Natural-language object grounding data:
Start of Block

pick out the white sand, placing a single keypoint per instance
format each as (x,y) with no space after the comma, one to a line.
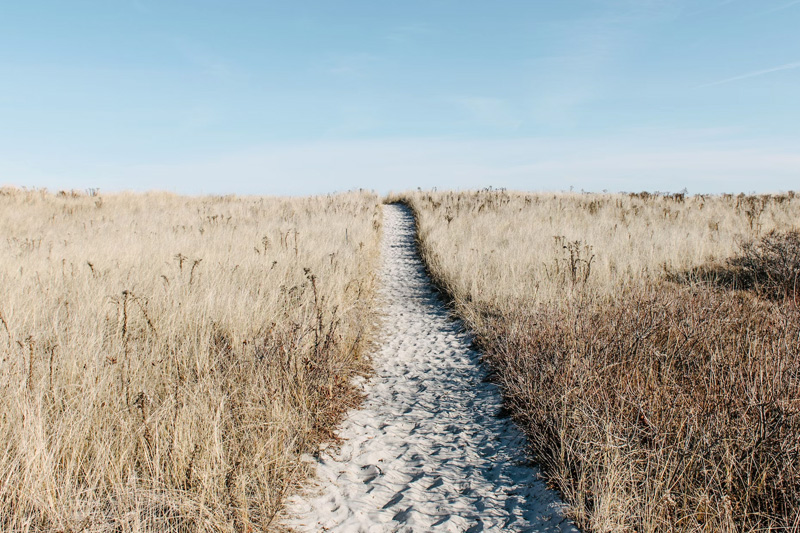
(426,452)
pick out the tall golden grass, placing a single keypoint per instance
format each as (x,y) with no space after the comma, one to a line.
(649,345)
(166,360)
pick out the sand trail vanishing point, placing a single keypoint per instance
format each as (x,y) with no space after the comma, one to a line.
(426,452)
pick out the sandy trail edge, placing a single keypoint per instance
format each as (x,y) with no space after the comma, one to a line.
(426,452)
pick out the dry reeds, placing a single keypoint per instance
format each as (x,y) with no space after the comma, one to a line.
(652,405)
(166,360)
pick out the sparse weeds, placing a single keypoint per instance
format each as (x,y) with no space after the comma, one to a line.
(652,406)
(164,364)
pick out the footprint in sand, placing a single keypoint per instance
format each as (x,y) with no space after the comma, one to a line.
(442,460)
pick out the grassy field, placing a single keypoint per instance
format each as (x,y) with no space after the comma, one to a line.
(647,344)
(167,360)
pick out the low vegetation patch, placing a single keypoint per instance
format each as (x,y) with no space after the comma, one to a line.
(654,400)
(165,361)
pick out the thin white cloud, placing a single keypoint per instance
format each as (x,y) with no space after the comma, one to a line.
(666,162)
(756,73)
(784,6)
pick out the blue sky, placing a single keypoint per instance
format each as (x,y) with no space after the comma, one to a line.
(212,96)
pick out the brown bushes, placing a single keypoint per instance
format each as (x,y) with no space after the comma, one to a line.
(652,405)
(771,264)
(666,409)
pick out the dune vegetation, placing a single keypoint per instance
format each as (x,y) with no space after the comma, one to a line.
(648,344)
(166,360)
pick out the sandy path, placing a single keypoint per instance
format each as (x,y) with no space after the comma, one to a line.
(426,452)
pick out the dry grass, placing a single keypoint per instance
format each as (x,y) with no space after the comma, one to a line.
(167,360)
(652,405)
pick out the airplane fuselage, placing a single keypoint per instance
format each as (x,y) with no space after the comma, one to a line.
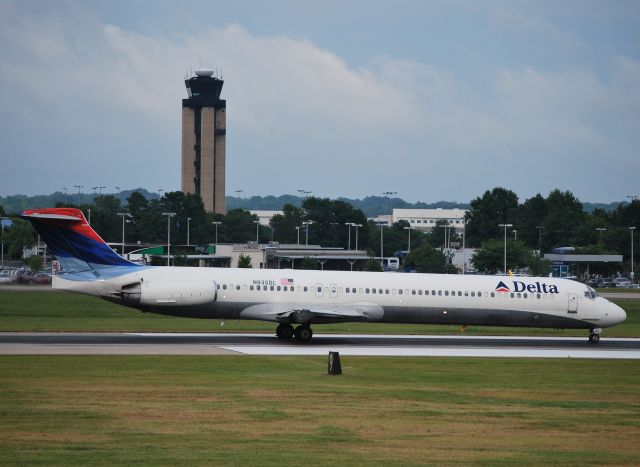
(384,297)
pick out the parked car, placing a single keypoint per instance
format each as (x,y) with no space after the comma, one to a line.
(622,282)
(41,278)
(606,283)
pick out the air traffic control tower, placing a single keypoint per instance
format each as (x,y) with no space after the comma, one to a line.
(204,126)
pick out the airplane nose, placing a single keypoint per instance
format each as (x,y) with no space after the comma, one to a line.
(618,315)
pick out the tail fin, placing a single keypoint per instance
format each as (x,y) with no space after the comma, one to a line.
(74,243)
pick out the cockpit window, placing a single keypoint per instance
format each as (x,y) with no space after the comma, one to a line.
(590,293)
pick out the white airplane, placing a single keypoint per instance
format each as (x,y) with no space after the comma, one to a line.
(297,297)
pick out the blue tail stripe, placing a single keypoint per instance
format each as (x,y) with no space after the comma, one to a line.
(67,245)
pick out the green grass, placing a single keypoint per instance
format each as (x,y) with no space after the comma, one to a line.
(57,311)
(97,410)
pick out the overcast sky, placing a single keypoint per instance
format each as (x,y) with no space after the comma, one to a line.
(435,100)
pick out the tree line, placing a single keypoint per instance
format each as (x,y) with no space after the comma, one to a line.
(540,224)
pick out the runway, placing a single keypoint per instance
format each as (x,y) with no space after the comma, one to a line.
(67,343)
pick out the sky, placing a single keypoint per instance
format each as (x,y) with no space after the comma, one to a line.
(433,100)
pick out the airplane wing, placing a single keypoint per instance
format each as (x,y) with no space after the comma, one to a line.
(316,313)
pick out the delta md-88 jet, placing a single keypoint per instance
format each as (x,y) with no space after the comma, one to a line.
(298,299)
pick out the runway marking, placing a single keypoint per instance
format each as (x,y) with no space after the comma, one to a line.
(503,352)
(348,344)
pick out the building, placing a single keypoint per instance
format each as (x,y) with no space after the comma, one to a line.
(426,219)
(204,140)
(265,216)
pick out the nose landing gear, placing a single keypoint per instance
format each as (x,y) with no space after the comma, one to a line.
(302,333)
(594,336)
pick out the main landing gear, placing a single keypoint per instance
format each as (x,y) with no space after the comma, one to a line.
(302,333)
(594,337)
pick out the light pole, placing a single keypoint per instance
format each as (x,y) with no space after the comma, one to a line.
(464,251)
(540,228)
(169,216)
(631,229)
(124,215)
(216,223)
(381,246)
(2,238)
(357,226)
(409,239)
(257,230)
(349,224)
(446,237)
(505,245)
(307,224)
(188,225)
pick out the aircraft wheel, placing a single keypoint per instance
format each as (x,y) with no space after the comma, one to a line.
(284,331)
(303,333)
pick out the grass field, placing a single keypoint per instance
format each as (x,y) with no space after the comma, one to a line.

End of Block

(Task requirements) Using only the entries above, output the line with "pick out the tall", the line with "pick out the dry grass, placing", and all lines between them, exactly as they stand.

(Written response)
pick out the tall golden grass, placing a single keypoint per instance
format each as (x,y) with no space after the comma, one to a line.
(649,345)
(166,360)
pick out the sand trail vanishing point, placing a single keypoint per instance
format each as (x,y) with no space after the comma, one to a line.
(426,452)
pick out the sandy trail edge, placing a single keypoint per instance
format each as (x,y) with no space after the comma, one to a line.
(426,452)
pick out the dry reeds, placing a single keypoint per instance
format each as (x,y) with no space after the comma, one to a line.
(652,405)
(166,360)
pick out the sparse weeds, placing a single keypoint per instance
format each as (x,y) with no space after the comma, one to a line.
(652,406)
(164,364)
pick out the footprint in sand, placing a single keypoint per instance
format each as (x,y) with no space after the comma, one to a line.
(442,460)
pick out the grassy field, placing a single keypoint per instance
format each as (x,y) with no space after the comma, one to a line.
(647,344)
(167,360)
pick out the low vegetation patch, placing a single keypoint per instance
format each as (x,y) with no space after the comma, one to a line.
(654,400)
(165,361)
pick out the thin white cloud, placing a single keypoint per instance
format each as (x,y) with no space after the comma, one to a line.
(666,162)
(756,73)
(784,6)
pick out the blue sky, placing a single keypoint per instance
format each as (x,y) with no space after the comma, one to a line.
(212,96)
pick out the brown bushes, placing a single keypoint per instance
format each as (x,y) with no space after the comma, one to a line.
(652,405)
(771,264)
(666,409)
pick out the dune vegetation, placing a single keypoint per instance
format each as (x,y) with no space after the comma, one to a line.
(648,344)
(166,360)
pick out the sandy path, placing a single keypoint per instance
format each as (x,y) with no space after the comma, one to a line.
(426,452)
pick out the dry grass, placing a single keypoint per instance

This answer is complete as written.